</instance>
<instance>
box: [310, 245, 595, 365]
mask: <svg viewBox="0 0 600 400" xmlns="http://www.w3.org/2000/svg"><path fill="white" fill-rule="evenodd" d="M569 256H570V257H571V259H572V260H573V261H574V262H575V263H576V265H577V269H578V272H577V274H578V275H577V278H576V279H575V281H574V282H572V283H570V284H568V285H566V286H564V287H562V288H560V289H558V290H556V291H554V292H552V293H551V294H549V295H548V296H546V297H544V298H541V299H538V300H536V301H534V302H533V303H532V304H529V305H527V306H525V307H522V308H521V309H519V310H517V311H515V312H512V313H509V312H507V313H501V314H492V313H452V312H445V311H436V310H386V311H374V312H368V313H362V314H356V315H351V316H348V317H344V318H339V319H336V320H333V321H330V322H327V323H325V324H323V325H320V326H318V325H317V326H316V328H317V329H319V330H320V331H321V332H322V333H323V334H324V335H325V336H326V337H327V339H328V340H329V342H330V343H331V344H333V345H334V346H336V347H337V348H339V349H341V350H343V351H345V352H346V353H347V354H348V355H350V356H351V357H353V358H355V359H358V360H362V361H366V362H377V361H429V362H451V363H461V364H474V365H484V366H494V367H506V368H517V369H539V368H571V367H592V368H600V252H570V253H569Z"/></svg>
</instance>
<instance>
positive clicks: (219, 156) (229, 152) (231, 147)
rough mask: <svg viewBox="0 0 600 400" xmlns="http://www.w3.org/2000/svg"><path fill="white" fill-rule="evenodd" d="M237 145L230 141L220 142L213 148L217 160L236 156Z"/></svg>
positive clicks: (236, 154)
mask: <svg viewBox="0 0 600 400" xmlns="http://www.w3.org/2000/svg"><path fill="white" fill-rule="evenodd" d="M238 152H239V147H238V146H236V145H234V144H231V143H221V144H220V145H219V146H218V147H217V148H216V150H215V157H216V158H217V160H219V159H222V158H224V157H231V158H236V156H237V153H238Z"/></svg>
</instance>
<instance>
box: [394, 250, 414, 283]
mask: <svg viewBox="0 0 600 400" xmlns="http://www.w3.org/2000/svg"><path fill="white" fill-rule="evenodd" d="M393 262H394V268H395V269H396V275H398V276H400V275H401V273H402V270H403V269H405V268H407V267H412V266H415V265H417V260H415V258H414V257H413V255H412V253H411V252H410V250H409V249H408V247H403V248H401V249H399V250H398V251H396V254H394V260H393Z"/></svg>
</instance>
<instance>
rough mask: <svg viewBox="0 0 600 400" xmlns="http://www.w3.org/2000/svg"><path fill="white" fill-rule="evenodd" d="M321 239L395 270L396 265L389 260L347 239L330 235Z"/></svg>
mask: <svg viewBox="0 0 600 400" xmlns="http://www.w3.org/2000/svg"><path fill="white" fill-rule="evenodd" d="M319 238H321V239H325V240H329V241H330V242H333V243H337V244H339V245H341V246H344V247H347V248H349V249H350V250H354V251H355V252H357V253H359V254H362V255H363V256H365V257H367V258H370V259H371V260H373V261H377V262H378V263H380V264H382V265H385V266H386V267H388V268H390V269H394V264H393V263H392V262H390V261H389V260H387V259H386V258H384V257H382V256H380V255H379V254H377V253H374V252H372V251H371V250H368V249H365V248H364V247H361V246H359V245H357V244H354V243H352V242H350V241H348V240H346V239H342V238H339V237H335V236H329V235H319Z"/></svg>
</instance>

Exercise description:
Nothing in the records should be altered when they are written out again.

The completed task:
</instance>
<instance>
box: [310, 245, 595, 365]
mask: <svg viewBox="0 0 600 400" xmlns="http://www.w3.org/2000/svg"><path fill="white" fill-rule="evenodd" d="M569 256H570V257H571V259H572V260H573V261H574V262H575V263H576V265H577V269H578V272H577V274H578V275H577V278H576V279H575V281H574V282H572V283H570V284H568V285H566V286H564V287H562V288H560V289H558V290H556V291H554V292H552V293H551V294H549V295H548V296H546V297H544V298H541V299H538V300H536V301H534V302H533V303H532V304H529V305H527V306H525V307H522V308H521V309H519V310H517V311H515V312H512V313H509V312H507V313H501V314H492V313H452V312H445V311H436V310H386V311H374V312H368V313H362V314H356V315H351V316H348V317H344V318H339V319H336V320H333V321H330V322H327V323H325V324H323V325H320V326H318V325H317V326H316V328H317V329H319V330H320V331H321V332H322V333H323V334H324V335H325V336H326V337H327V339H328V340H329V342H330V343H331V344H333V345H334V346H336V347H337V348H339V349H341V350H343V351H345V352H346V353H347V354H348V355H350V356H351V357H353V358H355V359H358V360H362V361H366V362H377V361H429V362H451V363H461V364H474V365H484V366H494V367H506V368H517V369H539V368H571V367H592V368H600V252H570V253H569Z"/></svg>
</instance>
<instance>
positive clicks: (219, 156) (229, 152) (231, 147)
rough mask: <svg viewBox="0 0 600 400" xmlns="http://www.w3.org/2000/svg"><path fill="white" fill-rule="evenodd" d="M237 145L230 141L220 142L213 148L217 160L236 156Z"/></svg>
positive clicks: (236, 154)
mask: <svg viewBox="0 0 600 400" xmlns="http://www.w3.org/2000/svg"><path fill="white" fill-rule="evenodd" d="M238 152H239V147H238V146H236V145H234V144H231V143H221V144H220V145H219V146H218V147H217V148H216V150H215V157H216V158H217V160H219V159H222V158H224V157H231V158H236V156H237V153H238Z"/></svg>
</instance>
<instance>
box: [394, 250, 414, 283]
mask: <svg viewBox="0 0 600 400" xmlns="http://www.w3.org/2000/svg"><path fill="white" fill-rule="evenodd" d="M393 262H394V268H395V269H396V275H398V276H400V275H401V273H402V270H403V269H405V268H407V267H412V266H415V265H417V260H415V258H414V257H413V255H412V253H411V252H410V250H409V249H408V247H403V248H401V249H399V250H398V251H396V254H394V260H393Z"/></svg>
</instance>
<instance>
rough mask: <svg viewBox="0 0 600 400" xmlns="http://www.w3.org/2000/svg"><path fill="white" fill-rule="evenodd" d="M321 239L395 270L396 265L389 260L347 239L330 235Z"/></svg>
mask: <svg viewBox="0 0 600 400" xmlns="http://www.w3.org/2000/svg"><path fill="white" fill-rule="evenodd" d="M319 238H321V239H325V240H329V241H330V242H333V243H337V244H339V245H341V246H344V247H347V248H349V249H350V250H354V251H355V252H357V253H359V254H362V255H363V256H365V257H367V258H370V259H371V260H373V261H377V262H378V263H380V264H382V265H385V266H386V267H388V268H390V269H394V264H393V263H392V262H390V261H389V260H387V259H386V258H384V257H382V256H380V255H379V254H377V253H374V252H372V251H371V250H368V249H365V248H364V247H361V246H359V245H357V244H354V243H352V242H350V241H348V240H346V239H342V238H339V237H335V236H329V235H319Z"/></svg>
</instance>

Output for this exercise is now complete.